» EXERCISE GOAL
All of the data below should be output exactly as given.

» RECORDS SUPPLIED
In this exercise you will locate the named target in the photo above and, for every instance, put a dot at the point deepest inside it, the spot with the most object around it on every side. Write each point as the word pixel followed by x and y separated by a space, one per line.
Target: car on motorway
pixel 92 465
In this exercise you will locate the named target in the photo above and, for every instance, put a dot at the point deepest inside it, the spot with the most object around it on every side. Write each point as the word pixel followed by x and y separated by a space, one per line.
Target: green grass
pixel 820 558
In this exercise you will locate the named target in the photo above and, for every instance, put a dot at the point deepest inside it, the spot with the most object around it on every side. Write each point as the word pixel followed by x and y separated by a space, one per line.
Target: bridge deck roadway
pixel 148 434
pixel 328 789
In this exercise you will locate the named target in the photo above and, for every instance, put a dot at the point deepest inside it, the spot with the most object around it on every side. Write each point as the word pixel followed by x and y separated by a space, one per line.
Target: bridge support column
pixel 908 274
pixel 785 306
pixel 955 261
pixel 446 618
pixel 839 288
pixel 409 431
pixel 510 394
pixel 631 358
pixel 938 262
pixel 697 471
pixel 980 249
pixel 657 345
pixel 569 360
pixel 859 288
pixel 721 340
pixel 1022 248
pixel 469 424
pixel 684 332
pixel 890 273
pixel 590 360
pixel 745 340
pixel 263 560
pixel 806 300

» ANSWER TO THE PROBLEM
In this exercise you will locate the named target in the photo above and, for every instance, put a dot at the point deepest inside it, the spot with the most object around it on every side. Write each point as the word pixel followed by x and y separated by a space, one per line.
Target: car on motorway
pixel 92 465
In this exercise you will locate the named target in the photo above and, for every instance, put a dot at the point deepest inside it, the spot with the most object around it on every side. Write each point as the word pixel followed by x and y separated by a space, one per line.
Target: green grass
pixel 820 558
In this exercise you will locate the named target in the photo above and, for every instance, put a dot at the point deepest inside it, the spot with the most object around it on every side. Write each point as the word pixel followed by x and y separated by a space, one per line.
Target: bridge deck roadway
pixel 148 434
pixel 328 789
In this exercise you will locate the named target in the photo above and, for every instance, put a dot at the point deepest inside it, the spot with the most object around it on every side. Write each point as the word pixel followed by x and y separated by a space, one per line.
Target: bridge support column
pixel 908 274
pixel 785 306
pixel 955 261
pixel 446 618
pixel 839 288
pixel 409 431
pixel 510 394
pixel 631 358
pixel 938 262
pixel 697 471
pixel 980 249
pixel 657 345
pixel 569 360
pixel 859 288
pixel 721 340
pixel 1022 248
pixel 469 424
pixel 684 332
pixel 890 273
pixel 590 360
pixel 745 340
pixel 263 560
pixel 806 300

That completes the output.